SUPPLIED RECORDS ▸
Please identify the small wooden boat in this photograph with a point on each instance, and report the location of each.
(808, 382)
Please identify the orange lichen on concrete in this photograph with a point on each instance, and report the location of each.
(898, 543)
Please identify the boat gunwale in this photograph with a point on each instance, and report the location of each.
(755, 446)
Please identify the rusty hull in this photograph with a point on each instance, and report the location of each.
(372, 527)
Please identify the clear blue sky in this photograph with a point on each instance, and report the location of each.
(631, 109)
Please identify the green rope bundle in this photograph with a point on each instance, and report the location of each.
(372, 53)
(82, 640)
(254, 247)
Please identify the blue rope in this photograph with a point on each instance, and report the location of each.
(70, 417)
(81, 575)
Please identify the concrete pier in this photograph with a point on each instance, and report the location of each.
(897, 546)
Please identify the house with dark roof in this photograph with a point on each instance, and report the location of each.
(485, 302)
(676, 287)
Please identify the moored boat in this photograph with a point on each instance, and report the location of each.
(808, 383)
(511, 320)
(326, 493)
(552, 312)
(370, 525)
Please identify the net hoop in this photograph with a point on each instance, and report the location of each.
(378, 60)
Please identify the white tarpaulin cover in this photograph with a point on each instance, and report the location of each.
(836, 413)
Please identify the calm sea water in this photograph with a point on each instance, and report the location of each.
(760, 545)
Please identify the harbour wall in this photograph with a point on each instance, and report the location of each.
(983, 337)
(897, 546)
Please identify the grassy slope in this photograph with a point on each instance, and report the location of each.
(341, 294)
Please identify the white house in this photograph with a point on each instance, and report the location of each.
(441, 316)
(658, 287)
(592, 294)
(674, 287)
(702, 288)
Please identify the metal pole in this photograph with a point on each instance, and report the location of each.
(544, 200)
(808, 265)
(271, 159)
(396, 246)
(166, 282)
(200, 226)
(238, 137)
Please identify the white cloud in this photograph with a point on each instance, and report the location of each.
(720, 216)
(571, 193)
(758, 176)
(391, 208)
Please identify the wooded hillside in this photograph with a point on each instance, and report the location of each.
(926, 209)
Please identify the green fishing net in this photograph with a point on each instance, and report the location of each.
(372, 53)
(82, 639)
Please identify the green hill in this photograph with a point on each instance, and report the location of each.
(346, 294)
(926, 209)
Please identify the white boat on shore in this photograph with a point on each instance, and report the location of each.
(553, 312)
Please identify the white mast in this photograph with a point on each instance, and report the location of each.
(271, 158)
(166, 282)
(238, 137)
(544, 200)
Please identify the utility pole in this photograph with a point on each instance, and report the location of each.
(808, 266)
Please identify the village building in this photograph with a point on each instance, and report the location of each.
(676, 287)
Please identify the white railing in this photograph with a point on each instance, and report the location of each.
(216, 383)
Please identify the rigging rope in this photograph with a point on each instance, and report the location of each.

WHAT THE TASK ASKS ▸
Set down the entries verbatim, leaving none out.

ANSWER IN FULL ▸
Please identify the small wooden boat in this photograph with a point on each instance, and report the location of each.
(808, 382)
Please identify the orange lichen on concrete in this photograph with a point on each instance, and report the location of each.
(898, 543)
Please identify the boat gunwale in this photograph with a point on each instance, and report the location of each.
(755, 446)
Please identify the rusty hull in this photograph with a point on each instance, and report the location of each.
(372, 527)
Please identify the clear blue sky in this photograph with a point on each instance, and report the location of each.
(631, 109)
Please identify the green rope bundle in this photograph with a point on each instance, and report the location of each.
(372, 53)
(82, 640)
(254, 247)
Please identify the blue rope in this photograph with a point on each instance, and report the location of each.
(70, 417)
(81, 575)
Please identify the concrete pier in this photograph with a point on each instance, and report the location of each.
(897, 546)
Please identify the house with dark roof in this photograph with a point on each instance, and report the location of each.
(485, 302)
(676, 287)
Please identify the moored boat in this photograph with a point on each instance, and report the location of each.
(808, 383)
(511, 320)
(326, 493)
(552, 312)
(370, 525)
Please identify the net hoop in this photograph with a point on each instance, and report the location of each.
(378, 60)
Please identify the white tarpaulin cover in this photograph with a point on each instance, and report the location of each.
(836, 413)
Please identify the calm sea water in this photograph with a point on each instance, and report the location of each.
(760, 545)
Please identify the harbour wall in this photograph with a point on each instance, and report the location of each.
(983, 337)
(897, 546)
Please identify the grassy slope in this photograph with a point on each instance, and report the location of each.
(341, 294)
Please identify the white house in this photograph with a point on each instance, and report the location of each.
(441, 316)
(658, 287)
(592, 294)
(674, 287)
(702, 288)
Please identify the metal pole in this photograph with a point on each instance, and report the location of each.
(544, 200)
(808, 265)
(271, 159)
(396, 246)
(166, 282)
(200, 226)
(238, 137)
Please identify the white cloud in this photograph with a point on each instance, and report the location of each.
(720, 216)
(571, 193)
(758, 176)
(391, 208)
Please identify the wooded hillside in this photograph with a point on each instance, and report the location of each.
(926, 209)
Please identify the green fishing net in this photograph with a point on each instance, and report the location of each.
(372, 53)
(82, 639)
Please identify the green hill in this photograph with a point on each instance, and report the location of each.
(346, 294)
(926, 209)
Please identify the white boat on shore in this photograph with a point on each instance, and report the location of each.
(553, 312)
Please identify the white mast in this photograph with a point on each instance, and report the location of each.
(271, 158)
(166, 282)
(238, 137)
(544, 200)
Please identify the utility pole in this photograph with a point on each instance, and report the location of each.
(808, 266)
Please identify the village building in this photograph with a point on each instance, and report the location of each.
(676, 287)
Please identify the white railing in this photograph with a point on each instance, and report the location of each.
(216, 383)
Please identify the rigging rope in this photograph with a point on each instance, and report the location of each.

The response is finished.